- SUPPLIED MATERIAL -
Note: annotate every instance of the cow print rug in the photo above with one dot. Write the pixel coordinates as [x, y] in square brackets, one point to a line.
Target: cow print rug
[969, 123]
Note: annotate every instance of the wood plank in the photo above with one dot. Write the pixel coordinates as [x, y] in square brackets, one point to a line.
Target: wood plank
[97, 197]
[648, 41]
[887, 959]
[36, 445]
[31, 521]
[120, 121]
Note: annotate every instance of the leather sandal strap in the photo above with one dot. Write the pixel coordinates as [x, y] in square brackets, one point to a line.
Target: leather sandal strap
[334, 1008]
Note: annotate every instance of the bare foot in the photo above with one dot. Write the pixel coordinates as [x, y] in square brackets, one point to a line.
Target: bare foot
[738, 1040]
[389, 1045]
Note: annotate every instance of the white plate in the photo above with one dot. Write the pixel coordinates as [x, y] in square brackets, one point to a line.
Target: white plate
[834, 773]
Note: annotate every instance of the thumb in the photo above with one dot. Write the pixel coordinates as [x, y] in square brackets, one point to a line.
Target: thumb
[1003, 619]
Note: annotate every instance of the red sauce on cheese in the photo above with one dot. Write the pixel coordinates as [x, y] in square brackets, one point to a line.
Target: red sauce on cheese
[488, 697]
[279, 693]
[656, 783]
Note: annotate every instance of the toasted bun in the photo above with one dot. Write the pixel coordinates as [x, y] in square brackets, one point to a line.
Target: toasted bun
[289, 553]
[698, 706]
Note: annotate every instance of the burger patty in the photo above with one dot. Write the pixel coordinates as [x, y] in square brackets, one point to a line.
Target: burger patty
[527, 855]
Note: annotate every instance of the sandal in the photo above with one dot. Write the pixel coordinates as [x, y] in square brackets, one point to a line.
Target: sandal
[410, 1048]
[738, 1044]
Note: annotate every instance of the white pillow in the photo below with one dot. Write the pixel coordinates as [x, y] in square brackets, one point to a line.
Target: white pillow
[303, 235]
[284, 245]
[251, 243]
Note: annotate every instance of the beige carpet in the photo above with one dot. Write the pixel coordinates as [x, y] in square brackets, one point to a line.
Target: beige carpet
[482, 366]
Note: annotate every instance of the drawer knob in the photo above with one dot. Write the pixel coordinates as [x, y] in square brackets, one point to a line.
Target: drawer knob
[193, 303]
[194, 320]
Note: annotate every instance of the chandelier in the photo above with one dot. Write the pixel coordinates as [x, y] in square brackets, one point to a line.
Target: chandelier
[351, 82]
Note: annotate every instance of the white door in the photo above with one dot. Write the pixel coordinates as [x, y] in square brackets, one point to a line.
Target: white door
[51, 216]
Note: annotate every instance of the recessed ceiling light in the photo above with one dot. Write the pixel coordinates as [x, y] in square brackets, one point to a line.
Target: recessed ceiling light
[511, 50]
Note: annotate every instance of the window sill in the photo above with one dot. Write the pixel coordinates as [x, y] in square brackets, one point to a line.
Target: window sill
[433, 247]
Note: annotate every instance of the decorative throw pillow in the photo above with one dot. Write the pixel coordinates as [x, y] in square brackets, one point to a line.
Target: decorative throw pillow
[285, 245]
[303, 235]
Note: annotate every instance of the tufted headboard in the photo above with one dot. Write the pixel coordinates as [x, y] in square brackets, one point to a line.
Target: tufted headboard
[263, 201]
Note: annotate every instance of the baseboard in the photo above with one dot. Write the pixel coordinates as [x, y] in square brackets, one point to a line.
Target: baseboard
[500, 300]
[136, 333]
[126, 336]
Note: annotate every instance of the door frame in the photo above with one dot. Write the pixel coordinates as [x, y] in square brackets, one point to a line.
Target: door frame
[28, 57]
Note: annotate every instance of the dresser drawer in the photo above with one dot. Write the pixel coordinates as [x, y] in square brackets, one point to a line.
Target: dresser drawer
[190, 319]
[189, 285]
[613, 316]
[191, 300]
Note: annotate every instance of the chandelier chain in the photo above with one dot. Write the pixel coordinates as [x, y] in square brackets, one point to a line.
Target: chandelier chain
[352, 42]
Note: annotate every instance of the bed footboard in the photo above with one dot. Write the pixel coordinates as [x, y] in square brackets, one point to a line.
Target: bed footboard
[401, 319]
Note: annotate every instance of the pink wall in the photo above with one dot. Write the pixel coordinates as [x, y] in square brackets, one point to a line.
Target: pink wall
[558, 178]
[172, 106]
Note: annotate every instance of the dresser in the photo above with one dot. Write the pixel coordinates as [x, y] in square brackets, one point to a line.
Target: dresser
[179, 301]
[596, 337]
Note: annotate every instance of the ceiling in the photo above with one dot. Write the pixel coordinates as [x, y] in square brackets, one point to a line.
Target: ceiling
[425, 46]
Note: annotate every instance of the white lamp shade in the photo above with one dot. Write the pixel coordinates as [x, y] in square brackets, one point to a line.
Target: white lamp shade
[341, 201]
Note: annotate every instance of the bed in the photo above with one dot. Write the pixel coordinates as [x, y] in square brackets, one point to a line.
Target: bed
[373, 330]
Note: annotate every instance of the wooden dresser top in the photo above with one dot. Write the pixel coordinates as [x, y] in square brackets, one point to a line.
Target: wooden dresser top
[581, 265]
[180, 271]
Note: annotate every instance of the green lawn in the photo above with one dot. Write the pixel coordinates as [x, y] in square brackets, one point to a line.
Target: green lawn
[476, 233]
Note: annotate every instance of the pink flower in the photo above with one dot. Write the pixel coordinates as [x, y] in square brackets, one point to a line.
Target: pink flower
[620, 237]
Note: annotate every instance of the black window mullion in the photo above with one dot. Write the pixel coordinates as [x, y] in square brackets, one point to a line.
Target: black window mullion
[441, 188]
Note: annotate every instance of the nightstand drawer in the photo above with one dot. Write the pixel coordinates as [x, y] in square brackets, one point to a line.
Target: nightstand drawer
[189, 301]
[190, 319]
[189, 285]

- WHAT TO DO -
Every line above should be written out again exactly as it stands.

- TASK SOLUTION -
Note: annotate every instance of the cow print rug in the photo above with one dot. Write the pixel coordinates as [x, y] in square brackets, one point to a line.
Target: cow print rug
[969, 123]
Note: annotate every instance of the wood plank in the photo above with one dot. Write the pixel coordinates as [x, y] in square brackets, one point to a line.
Target: wood plank
[97, 197]
[648, 41]
[887, 959]
[36, 445]
[31, 521]
[120, 121]
Note: annotate every instance of the leather sandal strap in the photo above with one dot. Write the pixel coordinates as [x, y] in square brackets, one point to a line.
Target: leather sandal strap
[334, 1008]
Note: annotate every instance of the bare foot in the photo above with one dot. Write the pixel coordinates as [x, y] in square brackets, one point to a line.
Target: bare foot
[738, 1040]
[389, 1045]
Note: annotate every instance of the white plate in the photo above with one dot. Write the pixel coordinates as [x, y] in square brackets, one point to a line.
Target: white plate
[834, 773]
Note: annotate every instance of the thumb in the photo above with one dot. Write the pixel coordinates as [x, y] in square brackets, one point to a line.
Target: thumb
[1003, 619]
Note: annotate every instance of the red sauce on cheese in the photo above with one dot. Write the pixel coordinates as [x, y] in square brackets, one point to a line.
Target: red sauce on cheese
[488, 697]
[279, 693]
[656, 783]
Note: annotate every instance of the toasted bun in the photo above with one dot. Write the pixel coordinates as [x, y] in square brackets, one point to a line.
Target: toasted bun
[289, 553]
[698, 706]
Note: annotate every instance of the burger patty in the photo above with one dot. Write the pixel coordinates as [x, y] in square brackets, one point to a line.
Target: burger patty
[527, 855]
Note: annotate every instance of the sandal in the photo above with one dot. Write the pixel coordinates as [x, y] in square brackets, one point to a line.
Target: sandal
[410, 1048]
[738, 1044]
Note: annotate every instance of the white pillow in the photo below with one dot. Write the pixel coordinates as [x, y] in square brackets, one point to a line.
Target: white pillow
[303, 235]
[284, 245]
[251, 243]
Note: annotate every instance of the beige carpet in the photo above with one dot. Write the pixel coordinates as [x, y] in square brackets, one point to a line.
Target: beige carpet
[482, 366]
Note: annotate every instance of the drawer knob in the photo above with one dot. Write the pixel coordinates as [x, y] in square brackets, one point to a line.
Target: drawer knob
[193, 303]
[194, 320]
Note: annotate every instance of the chandelier in the photo above with one dot. Write the pixel coordinates as [x, y] in square brackets, one point to a line.
Target: chandelier
[351, 82]
Note: annotate every instance of the white door in the photo above with one dot. Write the pixel coordinates as [x, y] in square brackets, one point to a line.
Target: white door
[51, 216]
Note: annotate every instance of the recessed ceiling light in the photo above with one dot. Write the pixel coordinates as [x, y] in square brackets, one point to a line.
Target: recessed ceiling light
[511, 50]
Note: annotate every instance of the window sill in the photo above with one dot. Write the pixel coordinates as [x, y] in square brackets, one point to a line.
Target: window sill
[433, 247]
Note: annotate every instance of the decorative throw pillow in the photo above with one dot. Write the pixel coordinates as [x, y] in square brackets, one point to a line.
Target: decorative throw pillow
[285, 245]
[303, 235]
Note: annotate every instance of the tufted headboard in the photo above with one dot. Write the pixel coordinates as [x, y] in square brackets, one point to a line.
Target: tufted headboard
[263, 201]
Note: annotate every instance of the baseboard in the photo above with one dot. Write the pixel coordinates as [x, y] in square brackets, one point to a line.
Target: baseboard
[500, 300]
[136, 333]
[126, 336]
Note: annotate every instance of the door frame in the photo above with one dot. Write the pixel coordinates as [x, y] in square brackets, one point to a line.
Target: door frame
[28, 57]
Note: annotate every instance of the dresser drawer in the photo above with one dot. Write the pixel coordinates as [x, y] in square brackets, one point to a line.
Target: dresser drawer
[190, 319]
[189, 285]
[613, 316]
[191, 300]
Note: annotate every instance of the chandelier chain in the photo above with one dot. Write the pixel coordinates as [x, y] in square brackets, one point to a line.
Target: chandelier chain
[352, 42]
Note: annotate every instance of the bed footboard in the photo above with one dot. Write the pixel coordinates as [x, y] in square brackets, one point to a line.
Target: bed footboard
[401, 319]
Note: annotate every instance of the pink wall in the photo above with one dot. Write the pixel coordinates as [x, y] in square brackets, one point to a line.
Target: pink wall
[558, 178]
[172, 106]
Note: annotate every instance of the dresser in the photo above with one dot. Write the pixel coordinates as [x, y] in square brackets, one point to a line.
Target: dresser
[179, 301]
[596, 337]
Note: annotate every instance of the ceiling in the photo above with one dot. Write the pixel coordinates as [x, y] in square brackets, one point to a line.
Target: ceiling
[425, 46]
Note: annotate every instance of the white lamp shade in the photo above with one dot. Write the pixel coordinates as [x, y] in square brackets, one point to a line.
Target: white lamp shade
[341, 201]
Note: annotate every instance of the bed in the photo above with one dot. Write the pixel coordinates as [x, y] in square brackets, one point to a line.
Target: bed
[373, 330]
Note: annotate every instance of the wooden dresser top in the photo above with one dot. Write the pixel coordinates as [x, y] in square brackets, one point to a line.
Target: wooden dresser top
[581, 265]
[180, 271]
Note: annotate every instance of the green lawn in the photo above with one dot. Write the pixel coordinates as [x, y] in square brackets, one point to a line.
Target: green lawn
[476, 233]
Note: annotate every instance of the pink flower in the photo above with one dot. Write the pixel coordinates as [x, y] in square brackets, one point to a line.
Target: pink flower
[620, 237]
Note: annotate every instance of the black window mullion in the photo above with one dot. Write the pixel coordinates as [x, y] in square brackets, one point to a line.
Target: black window mullion
[441, 188]
Note: annotate every instance of the nightstand drawer in the photo above with one dot. Write the pixel coordinates as [x, y] in square brackets, one point to a line.
Target: nightstand drawer
[189, 301]
[190, 319]
[189, 285]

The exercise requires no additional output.